Supplied information
* * *

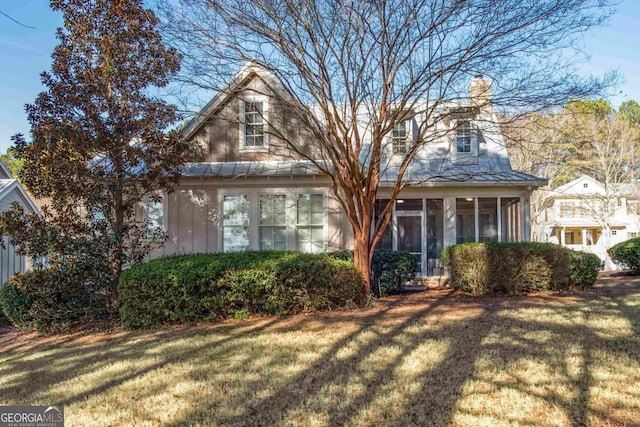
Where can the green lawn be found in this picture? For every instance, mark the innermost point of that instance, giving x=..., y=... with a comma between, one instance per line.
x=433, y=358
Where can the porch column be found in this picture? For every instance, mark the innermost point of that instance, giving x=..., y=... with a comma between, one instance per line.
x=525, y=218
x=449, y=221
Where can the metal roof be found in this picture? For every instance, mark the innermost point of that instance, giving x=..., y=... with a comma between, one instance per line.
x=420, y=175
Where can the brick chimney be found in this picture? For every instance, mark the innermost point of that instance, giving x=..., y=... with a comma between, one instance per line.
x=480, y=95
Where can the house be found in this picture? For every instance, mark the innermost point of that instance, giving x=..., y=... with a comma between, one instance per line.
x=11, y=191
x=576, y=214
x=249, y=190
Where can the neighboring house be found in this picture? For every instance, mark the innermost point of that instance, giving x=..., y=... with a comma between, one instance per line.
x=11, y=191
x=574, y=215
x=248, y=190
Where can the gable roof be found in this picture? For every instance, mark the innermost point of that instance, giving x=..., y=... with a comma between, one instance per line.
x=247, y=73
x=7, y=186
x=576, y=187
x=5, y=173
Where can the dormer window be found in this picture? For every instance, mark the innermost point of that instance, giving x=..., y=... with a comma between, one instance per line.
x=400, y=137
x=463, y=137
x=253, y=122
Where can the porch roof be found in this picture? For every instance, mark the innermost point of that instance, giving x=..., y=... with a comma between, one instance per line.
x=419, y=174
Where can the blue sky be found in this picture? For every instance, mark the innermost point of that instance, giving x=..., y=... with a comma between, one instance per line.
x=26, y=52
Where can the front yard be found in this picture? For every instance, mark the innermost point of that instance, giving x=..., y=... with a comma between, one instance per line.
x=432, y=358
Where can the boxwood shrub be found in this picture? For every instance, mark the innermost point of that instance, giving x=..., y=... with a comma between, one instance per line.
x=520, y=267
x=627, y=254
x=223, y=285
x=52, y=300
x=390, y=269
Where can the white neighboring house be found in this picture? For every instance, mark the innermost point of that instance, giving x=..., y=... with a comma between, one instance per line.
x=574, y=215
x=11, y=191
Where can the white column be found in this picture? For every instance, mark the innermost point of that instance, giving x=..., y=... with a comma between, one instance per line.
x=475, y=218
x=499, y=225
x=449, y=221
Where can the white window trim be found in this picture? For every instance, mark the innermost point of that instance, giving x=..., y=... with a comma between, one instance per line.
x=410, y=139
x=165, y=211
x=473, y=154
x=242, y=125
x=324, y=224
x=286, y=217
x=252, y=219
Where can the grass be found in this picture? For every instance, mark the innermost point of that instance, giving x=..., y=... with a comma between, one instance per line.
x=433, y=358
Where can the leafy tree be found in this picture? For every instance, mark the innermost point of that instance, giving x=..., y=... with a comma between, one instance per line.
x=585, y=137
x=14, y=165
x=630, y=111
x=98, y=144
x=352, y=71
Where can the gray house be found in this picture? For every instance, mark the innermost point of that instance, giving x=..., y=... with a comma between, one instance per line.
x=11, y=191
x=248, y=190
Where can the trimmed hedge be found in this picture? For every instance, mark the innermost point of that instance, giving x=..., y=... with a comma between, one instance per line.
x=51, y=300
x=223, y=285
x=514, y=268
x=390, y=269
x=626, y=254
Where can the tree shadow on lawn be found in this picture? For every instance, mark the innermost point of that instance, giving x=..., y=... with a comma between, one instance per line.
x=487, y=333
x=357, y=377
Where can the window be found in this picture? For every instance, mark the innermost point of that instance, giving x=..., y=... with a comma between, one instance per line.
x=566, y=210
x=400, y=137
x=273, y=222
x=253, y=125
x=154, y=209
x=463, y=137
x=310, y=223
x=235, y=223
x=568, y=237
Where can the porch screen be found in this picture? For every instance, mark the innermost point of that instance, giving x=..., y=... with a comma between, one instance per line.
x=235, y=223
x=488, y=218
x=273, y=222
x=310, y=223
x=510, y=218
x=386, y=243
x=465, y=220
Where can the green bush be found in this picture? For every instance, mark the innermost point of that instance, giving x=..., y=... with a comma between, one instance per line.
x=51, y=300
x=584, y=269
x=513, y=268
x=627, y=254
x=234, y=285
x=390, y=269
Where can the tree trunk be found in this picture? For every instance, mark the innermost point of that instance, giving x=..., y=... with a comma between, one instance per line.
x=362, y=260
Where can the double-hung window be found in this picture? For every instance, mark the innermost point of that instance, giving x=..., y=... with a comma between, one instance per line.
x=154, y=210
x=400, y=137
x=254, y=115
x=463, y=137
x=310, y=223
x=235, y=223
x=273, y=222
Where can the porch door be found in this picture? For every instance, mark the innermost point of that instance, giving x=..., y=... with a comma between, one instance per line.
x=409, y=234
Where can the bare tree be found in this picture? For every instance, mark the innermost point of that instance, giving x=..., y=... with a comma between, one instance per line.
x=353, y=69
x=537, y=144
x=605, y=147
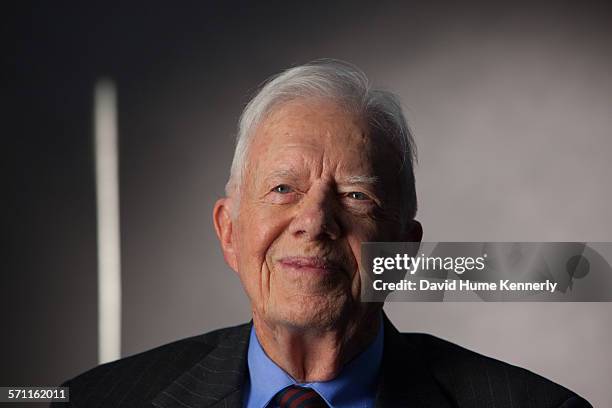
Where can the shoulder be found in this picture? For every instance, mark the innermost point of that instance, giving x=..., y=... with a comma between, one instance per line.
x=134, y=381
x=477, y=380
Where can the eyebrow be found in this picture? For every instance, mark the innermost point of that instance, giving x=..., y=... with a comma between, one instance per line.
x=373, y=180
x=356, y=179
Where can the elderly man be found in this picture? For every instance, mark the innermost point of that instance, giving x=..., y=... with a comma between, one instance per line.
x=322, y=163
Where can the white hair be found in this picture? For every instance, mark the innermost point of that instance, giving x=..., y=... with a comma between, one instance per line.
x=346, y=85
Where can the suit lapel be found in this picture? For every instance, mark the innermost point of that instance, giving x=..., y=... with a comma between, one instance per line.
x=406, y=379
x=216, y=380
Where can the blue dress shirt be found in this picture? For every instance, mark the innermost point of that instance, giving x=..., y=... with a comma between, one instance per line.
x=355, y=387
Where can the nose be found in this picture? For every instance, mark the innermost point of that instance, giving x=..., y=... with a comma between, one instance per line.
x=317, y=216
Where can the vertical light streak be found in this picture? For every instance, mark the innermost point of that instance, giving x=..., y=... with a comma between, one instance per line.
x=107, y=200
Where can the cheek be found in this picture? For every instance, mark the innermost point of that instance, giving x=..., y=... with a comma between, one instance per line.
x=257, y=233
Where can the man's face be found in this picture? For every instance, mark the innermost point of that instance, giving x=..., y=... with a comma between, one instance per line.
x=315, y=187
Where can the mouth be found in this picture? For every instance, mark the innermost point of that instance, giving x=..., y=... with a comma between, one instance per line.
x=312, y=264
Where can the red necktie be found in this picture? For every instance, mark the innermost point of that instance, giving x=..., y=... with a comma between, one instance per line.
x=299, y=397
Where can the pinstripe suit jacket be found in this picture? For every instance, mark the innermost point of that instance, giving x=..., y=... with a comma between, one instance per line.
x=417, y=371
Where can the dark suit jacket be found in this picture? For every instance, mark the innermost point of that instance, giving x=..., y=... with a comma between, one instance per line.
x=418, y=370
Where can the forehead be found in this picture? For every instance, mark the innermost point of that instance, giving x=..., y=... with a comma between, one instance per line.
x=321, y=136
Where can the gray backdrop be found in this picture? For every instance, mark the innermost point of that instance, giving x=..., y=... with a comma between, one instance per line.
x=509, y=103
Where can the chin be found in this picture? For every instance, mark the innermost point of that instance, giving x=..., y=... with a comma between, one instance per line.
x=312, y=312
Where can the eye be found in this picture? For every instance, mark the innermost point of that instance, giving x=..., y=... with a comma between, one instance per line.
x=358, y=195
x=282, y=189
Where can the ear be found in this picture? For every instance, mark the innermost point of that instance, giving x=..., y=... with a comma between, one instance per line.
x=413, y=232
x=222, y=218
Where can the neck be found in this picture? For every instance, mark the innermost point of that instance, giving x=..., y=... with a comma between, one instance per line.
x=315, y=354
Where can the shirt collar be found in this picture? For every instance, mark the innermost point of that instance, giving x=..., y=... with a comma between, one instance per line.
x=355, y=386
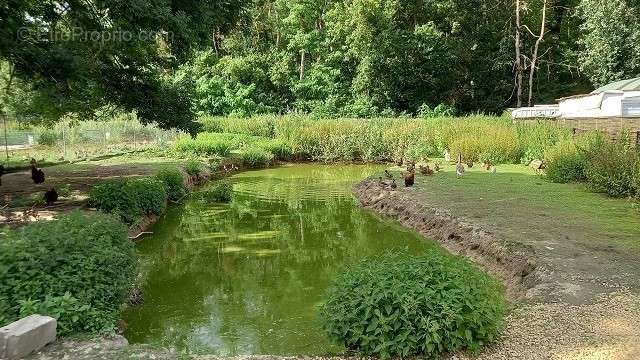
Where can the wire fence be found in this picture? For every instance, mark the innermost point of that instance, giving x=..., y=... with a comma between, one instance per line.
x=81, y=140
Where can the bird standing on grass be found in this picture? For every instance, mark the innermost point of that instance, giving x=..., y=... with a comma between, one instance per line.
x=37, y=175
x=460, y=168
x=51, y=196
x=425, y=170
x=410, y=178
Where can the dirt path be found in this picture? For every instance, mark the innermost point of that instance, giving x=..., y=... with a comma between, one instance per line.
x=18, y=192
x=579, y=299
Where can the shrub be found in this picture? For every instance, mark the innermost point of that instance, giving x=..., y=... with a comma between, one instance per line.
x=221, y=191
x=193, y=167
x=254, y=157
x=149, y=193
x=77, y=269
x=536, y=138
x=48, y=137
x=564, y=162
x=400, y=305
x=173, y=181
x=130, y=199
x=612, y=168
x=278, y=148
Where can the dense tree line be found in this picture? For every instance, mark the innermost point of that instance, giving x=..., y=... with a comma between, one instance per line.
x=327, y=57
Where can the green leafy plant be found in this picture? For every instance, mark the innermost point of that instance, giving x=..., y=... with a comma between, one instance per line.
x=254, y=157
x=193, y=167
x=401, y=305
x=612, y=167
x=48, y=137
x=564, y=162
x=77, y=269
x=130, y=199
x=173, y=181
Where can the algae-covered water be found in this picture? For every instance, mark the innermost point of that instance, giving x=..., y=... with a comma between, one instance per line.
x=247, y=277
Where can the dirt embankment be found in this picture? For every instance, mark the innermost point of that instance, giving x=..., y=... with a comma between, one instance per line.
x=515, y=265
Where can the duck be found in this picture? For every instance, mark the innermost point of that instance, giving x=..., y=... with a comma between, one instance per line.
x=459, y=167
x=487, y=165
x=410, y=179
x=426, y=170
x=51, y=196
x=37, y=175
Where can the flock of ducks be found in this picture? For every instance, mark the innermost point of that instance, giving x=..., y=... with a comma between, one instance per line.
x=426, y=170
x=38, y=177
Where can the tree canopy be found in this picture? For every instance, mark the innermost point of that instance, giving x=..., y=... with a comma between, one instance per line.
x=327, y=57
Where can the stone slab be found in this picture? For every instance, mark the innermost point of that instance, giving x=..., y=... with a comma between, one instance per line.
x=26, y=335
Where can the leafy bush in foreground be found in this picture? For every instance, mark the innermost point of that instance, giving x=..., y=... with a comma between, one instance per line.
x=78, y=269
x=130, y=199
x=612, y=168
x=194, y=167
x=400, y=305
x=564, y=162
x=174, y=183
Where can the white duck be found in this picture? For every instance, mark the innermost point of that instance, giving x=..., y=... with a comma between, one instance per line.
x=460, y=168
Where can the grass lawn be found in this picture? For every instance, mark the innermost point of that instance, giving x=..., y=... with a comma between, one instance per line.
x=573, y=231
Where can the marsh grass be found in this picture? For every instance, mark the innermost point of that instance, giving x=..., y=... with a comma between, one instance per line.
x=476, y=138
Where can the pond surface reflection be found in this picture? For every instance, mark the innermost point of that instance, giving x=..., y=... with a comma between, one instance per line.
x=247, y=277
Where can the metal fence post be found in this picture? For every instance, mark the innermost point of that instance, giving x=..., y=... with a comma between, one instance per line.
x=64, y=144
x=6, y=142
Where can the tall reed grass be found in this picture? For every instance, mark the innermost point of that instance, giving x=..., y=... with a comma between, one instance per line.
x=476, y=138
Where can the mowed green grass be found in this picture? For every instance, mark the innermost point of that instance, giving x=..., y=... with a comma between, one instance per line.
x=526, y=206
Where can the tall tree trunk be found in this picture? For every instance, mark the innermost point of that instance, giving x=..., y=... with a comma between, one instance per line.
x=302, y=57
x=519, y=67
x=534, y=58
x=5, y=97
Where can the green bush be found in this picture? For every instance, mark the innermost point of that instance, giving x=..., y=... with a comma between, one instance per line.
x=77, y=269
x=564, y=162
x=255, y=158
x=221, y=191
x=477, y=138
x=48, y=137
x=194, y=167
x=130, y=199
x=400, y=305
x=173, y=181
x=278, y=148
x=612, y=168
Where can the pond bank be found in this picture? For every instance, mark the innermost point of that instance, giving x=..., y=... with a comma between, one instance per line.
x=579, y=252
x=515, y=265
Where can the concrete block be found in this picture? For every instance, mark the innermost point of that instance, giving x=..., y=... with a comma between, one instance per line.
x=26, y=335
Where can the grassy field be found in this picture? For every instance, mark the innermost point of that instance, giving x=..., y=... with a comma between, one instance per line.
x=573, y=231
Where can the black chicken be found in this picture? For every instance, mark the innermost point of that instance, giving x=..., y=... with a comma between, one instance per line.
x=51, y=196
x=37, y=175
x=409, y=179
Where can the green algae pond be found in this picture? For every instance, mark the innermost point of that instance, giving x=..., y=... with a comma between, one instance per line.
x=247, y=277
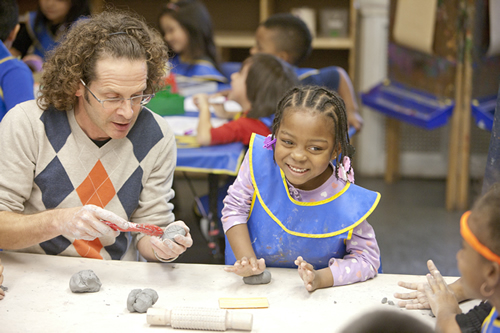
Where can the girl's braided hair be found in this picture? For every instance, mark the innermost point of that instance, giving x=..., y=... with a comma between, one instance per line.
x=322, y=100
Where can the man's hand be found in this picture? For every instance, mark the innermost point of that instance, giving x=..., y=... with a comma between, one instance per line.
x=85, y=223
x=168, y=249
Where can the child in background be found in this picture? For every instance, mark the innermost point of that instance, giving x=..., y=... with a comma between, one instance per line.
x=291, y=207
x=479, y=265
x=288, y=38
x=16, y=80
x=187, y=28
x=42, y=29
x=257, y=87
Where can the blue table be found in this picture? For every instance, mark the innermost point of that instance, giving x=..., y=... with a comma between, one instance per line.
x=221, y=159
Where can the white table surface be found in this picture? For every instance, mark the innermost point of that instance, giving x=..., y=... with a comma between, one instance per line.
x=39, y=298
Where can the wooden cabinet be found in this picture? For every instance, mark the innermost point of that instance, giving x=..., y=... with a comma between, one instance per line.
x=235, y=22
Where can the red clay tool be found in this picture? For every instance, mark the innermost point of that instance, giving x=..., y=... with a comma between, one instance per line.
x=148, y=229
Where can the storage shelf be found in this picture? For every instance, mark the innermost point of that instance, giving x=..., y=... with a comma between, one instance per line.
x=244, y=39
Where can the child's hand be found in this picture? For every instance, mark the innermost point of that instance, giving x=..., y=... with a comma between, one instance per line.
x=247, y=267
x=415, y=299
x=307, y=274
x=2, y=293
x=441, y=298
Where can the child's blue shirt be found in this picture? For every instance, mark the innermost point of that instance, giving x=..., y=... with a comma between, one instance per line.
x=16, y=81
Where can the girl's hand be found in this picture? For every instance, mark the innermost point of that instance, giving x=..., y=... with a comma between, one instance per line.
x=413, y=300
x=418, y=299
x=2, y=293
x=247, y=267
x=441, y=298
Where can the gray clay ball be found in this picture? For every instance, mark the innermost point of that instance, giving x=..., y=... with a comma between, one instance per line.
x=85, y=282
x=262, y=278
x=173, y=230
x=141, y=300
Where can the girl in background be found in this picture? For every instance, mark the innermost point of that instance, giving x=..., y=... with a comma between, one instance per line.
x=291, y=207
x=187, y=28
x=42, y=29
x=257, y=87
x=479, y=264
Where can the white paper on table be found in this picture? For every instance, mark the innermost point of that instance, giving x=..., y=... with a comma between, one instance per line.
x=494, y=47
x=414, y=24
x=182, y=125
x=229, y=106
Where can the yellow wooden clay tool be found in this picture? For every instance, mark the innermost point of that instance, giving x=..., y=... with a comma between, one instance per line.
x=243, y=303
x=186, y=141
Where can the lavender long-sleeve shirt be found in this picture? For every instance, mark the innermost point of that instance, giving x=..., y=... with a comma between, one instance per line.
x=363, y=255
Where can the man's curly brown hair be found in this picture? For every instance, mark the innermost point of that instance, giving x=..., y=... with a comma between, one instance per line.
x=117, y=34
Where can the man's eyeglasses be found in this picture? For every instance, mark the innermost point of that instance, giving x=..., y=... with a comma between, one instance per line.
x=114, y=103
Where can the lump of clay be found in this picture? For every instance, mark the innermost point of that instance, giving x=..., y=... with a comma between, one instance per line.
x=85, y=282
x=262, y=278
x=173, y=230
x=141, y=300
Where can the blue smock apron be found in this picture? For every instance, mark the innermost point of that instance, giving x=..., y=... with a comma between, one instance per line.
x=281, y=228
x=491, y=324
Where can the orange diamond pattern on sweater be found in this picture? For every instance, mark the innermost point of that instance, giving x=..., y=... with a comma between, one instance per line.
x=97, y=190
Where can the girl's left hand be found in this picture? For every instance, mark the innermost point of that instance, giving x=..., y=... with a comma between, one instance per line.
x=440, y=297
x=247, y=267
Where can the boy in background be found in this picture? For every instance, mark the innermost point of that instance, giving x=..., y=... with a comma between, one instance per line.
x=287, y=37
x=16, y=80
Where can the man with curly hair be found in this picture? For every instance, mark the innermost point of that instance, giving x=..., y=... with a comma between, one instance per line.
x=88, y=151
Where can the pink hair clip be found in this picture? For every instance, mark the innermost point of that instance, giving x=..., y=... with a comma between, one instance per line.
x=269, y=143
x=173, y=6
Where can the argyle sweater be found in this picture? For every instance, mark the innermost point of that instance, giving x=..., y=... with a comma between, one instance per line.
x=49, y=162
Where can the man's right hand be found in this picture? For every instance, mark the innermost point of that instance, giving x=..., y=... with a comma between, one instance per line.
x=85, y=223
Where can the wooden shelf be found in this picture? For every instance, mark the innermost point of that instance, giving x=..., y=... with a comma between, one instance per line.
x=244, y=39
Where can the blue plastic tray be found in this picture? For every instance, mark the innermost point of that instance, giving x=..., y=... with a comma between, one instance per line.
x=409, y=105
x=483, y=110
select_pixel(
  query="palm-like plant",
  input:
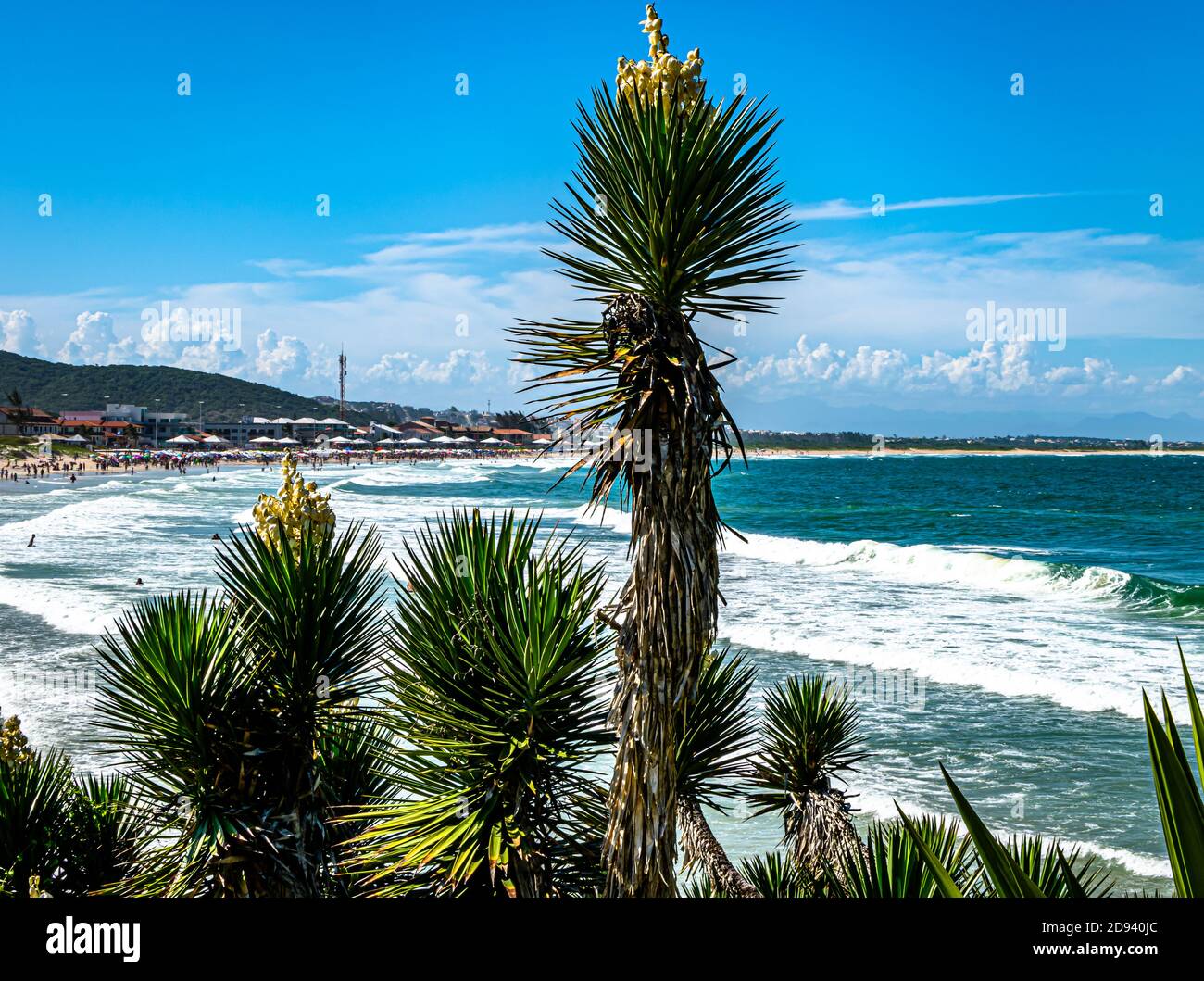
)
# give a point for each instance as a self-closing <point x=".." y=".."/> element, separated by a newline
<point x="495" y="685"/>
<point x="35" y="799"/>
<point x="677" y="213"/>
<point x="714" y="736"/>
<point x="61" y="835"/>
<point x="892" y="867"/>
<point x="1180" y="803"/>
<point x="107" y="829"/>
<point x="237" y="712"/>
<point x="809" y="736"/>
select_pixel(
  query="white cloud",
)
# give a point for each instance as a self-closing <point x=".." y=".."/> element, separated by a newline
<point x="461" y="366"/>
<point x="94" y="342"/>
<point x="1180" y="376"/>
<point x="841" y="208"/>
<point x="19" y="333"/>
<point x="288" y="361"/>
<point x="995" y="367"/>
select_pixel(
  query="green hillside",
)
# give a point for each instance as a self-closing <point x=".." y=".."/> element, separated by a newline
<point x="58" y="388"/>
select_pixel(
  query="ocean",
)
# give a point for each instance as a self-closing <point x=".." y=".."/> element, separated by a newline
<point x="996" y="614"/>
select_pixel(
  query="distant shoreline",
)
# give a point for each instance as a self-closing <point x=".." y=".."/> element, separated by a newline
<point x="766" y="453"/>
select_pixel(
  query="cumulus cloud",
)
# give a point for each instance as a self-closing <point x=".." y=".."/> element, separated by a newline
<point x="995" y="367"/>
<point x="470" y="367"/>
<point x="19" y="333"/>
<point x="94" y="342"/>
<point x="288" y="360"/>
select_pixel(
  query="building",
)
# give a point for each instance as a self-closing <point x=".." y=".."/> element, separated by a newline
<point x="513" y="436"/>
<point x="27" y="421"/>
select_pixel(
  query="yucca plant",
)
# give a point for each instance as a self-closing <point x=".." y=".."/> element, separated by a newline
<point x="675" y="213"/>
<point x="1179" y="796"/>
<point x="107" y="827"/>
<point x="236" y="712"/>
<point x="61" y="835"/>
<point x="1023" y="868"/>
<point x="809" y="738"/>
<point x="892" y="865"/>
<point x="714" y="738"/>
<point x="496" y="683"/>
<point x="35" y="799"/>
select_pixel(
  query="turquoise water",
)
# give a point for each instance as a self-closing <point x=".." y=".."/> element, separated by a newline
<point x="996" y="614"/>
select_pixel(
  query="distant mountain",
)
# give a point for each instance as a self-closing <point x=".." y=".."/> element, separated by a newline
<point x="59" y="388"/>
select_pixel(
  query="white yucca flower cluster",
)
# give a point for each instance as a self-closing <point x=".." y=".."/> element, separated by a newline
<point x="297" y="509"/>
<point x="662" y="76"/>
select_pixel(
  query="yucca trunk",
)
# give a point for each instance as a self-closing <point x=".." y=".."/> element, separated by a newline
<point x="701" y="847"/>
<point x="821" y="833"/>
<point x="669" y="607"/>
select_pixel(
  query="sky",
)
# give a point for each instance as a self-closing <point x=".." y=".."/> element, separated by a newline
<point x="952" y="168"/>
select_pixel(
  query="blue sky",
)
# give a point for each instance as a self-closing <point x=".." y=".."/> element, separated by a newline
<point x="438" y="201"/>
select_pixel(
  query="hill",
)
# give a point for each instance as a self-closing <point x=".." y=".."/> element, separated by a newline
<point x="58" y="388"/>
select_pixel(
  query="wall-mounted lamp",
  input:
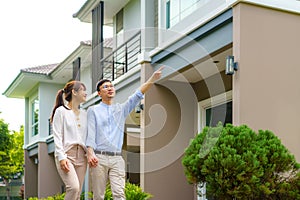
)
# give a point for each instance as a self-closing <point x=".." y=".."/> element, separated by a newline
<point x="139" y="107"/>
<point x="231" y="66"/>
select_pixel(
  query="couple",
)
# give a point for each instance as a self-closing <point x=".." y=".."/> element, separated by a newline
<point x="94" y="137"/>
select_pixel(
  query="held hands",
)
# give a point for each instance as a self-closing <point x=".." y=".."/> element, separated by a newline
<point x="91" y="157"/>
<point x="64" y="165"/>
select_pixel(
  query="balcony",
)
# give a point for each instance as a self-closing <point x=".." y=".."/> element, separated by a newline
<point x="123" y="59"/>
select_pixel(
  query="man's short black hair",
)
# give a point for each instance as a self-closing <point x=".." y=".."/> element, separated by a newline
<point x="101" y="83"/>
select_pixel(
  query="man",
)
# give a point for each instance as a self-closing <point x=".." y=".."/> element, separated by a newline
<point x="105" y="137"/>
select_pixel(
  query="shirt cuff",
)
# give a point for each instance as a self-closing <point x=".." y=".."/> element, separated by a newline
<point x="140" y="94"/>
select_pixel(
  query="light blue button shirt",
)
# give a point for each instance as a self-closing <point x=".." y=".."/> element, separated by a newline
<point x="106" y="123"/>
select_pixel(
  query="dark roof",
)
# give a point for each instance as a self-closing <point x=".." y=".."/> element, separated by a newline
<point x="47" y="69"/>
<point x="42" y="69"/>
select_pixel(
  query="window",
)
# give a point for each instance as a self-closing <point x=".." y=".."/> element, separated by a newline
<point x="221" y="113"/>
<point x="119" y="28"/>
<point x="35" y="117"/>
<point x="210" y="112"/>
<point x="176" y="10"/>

* * *

Show me each line of the listing above with "cloud" in it.

  query="white cloud",
  query="cumulus cloud",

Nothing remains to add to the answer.